## Texte étudié
────────

À 40 ans, Stéphane (prénom d’emprunt), directeur adjoint d’un établissement secondaire, s’acquitte chaque matin de sa mission: superviser l’entrée des 800 élèves.
Mais en fin d’année scolaire 2019, tout bascule lorsqu’il fait face à un parent d’élève déterminé à entrer sur le parking réservé aux enseignants.
"Il voulait déposer son enfant, malgré mon interdiction. Je me suis placé devant son véhicule pour l’empêcher de passer. Il a alors avancé doucement pour m’intimider, jouant avec l’embrayage. Puis la voiture a bondi sur moi, me percutant au genou", raconte Stéphane via le bouton orange Alertez-nous.
Sous le choc, l’homme chute, tandis que l’automobiliste prend la fuite.
Des conséquences désastreuses
D’abord porté par l’adrénaline, Stéphane ne ressent la douleur que quelques heures plus tard.
Un arrêt de travail de 15 jours lui est prescrit, mais la période d’examens le pousse à continuer, avec des aménagements pour alléger ses déplacements:"Ma direction m’a fait comprendre qu’il serait mal vu de m’absenter à ce moment-là".
Le conducteur, retrouvé par la police grâce à sa plaque d’immatriculation, est convoqué au tribunal pour coups et blessures avec arme par destination.
Mais après avoir multiplié les reports d’audience, invoquant des certificats médicaux, il est révélé qu’il souffre d’une leucémie foudroyante. L’accusé décède fin 2020, mettant fin au volet pénal de l’affaire.
Du côté médical, Stéphane subit un long parcours de soins: kinésithérapie, chirurgiens, radios...
Je ne peux plus courir
Aujourd’hui, six ans plus tard, il souffre d’un kyste inopérable, conséquence directe de l’accident, et qui limite ses mouvements: "Je ne peux plus courir, monter des escaliers ou conduire trop longtemps".
Une carrière impactée
Deux ans après l’accident, Stéphane sollicite un poste plus proche de son domicile, en raison de ses douleurs chroniques.
J'ai dû faire des choix pour ma santé
Le réseau d’enseignement accède à sa demande, mais il doit abandonner son poste de directeur adjoint pour redevenir enseignant. "J’ai dû faire des choix pour ma santé, mais cela a freiné ma carrière", confie-t-il.
Une bataille administrative
En 2023, Stéphane remporte le procès civil pour obtenir des dédommagements de la part de l’assurance, mais celle-ci fait appel.
Elle pointe un élément clé du doigt: la déclaration de l’accident de travail, supposée être transmise au ministère dans un "délai raisonnable", ne l’a été que six mois après les faits.
Surpris, Stéphane s’interroge sur ce retard. Lorsqu’il demande des explications à son ancien employeur, il fait face au silence. "Mon établissement n’a ni envoyé correctement les papiers, ni mené une enquête pour vérifier les faits. C’est ce que me reproche maintenant l’assurance", déplore-t-il.
La partie adverse insiste sur ce point: l’absence d’enquête interne pour entendre les témoins présents sur place affaiblit le dossier. Pourtant, de nombreuses personnes ont assisté à la scène.

────────

## Lignes fournies
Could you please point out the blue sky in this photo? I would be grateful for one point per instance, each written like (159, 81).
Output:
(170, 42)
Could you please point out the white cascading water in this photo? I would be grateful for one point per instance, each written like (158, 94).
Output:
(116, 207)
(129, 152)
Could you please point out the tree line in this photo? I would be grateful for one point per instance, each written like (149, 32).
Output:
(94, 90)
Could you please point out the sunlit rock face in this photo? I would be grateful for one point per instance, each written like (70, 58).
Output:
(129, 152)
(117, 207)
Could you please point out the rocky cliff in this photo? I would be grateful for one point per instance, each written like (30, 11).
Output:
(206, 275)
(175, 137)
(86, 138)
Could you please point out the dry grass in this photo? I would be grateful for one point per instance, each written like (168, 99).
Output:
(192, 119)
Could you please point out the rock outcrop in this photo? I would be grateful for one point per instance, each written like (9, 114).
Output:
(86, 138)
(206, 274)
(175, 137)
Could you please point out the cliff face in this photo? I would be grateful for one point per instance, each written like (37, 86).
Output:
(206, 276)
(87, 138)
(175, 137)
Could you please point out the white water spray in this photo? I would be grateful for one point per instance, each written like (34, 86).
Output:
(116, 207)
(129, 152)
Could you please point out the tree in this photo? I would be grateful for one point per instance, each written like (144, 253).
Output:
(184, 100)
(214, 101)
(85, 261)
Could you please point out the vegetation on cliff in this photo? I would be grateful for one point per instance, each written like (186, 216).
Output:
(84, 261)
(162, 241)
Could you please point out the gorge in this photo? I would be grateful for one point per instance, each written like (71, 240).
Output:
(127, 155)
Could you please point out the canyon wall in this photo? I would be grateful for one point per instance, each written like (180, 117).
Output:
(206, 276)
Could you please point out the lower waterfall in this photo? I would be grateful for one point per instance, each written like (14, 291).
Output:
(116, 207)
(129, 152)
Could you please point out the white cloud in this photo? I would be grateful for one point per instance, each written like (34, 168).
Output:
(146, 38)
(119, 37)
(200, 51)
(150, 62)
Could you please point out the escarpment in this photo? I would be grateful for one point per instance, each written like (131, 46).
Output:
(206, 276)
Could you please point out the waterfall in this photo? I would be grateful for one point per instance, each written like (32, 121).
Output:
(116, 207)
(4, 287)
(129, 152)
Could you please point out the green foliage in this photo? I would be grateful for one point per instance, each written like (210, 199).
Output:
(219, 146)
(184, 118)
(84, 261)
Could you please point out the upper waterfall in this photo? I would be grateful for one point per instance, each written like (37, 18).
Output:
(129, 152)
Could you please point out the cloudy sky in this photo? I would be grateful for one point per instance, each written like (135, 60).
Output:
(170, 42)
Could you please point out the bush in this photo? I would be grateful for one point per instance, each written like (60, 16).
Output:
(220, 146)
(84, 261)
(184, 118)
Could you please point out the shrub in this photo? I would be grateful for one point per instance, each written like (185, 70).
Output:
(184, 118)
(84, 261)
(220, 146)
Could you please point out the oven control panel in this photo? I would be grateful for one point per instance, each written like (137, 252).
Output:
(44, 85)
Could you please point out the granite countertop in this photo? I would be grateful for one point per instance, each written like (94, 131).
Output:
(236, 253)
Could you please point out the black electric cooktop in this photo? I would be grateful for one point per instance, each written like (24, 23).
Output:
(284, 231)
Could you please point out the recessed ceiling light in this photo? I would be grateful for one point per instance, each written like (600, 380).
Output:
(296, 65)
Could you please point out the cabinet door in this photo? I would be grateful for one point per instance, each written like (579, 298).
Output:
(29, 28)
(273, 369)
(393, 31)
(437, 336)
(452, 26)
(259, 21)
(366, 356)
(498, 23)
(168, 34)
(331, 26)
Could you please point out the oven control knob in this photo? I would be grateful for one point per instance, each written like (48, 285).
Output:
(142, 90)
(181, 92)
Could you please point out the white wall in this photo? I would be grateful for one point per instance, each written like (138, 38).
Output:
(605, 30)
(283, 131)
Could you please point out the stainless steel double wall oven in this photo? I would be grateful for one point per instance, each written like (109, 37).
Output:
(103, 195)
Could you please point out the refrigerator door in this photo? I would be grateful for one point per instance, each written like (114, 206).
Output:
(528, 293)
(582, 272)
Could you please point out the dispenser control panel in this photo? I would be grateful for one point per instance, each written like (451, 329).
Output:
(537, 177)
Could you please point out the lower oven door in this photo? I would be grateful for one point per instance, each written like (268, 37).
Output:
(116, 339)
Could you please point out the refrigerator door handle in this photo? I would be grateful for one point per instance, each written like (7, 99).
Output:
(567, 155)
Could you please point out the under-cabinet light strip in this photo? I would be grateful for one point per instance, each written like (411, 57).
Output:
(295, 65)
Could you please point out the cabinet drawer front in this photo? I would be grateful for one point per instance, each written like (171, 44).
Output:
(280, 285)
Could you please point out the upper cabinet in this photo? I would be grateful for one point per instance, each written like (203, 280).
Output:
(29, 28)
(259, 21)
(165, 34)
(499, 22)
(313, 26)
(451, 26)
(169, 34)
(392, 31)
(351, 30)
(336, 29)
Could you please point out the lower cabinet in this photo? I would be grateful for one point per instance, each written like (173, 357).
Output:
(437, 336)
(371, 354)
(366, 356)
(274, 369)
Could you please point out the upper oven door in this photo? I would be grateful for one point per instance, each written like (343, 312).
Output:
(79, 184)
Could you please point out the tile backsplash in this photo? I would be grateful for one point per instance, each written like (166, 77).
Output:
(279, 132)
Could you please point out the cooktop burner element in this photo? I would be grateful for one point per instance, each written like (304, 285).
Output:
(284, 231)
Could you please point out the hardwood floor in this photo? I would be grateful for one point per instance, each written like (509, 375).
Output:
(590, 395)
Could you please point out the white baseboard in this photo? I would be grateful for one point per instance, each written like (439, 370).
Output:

────────

## Objectif
Citez mot pour mot le passage du texte sur l'accident de Stéphane, en commençant à « Des conséquences désastreuses » et en terminant à « pénal de l’affaire. ».

## Voici la réponse
Des conséquences désastreuses
D’abord porté par l’adrénaline, Stéphane ne ressent la douleur que quelques heures plus tard.
Un arrêt de travail de 15 jours lui est prescrit, mais la période d’examens le pousse à continuer, avec des aménagements pour alléger ses déplacements:"Ma direction m’a fait comprendre qu’il serait mal vu de m’absenter à ce moment-là".
Le conducteur, retrouvé par la police grâce à sa plaque d’immatriculation, est convoqué au tribunal pour coups et blessures avec arme par destination.
Mais après avoir multiplié les reports d’audience, invoquant des certificats médicaux, il est révélé qu’il souffre d’une leucémie foudroyante. L’accusé décède fin 2020, mettant fin au volet pénal de l’affaire.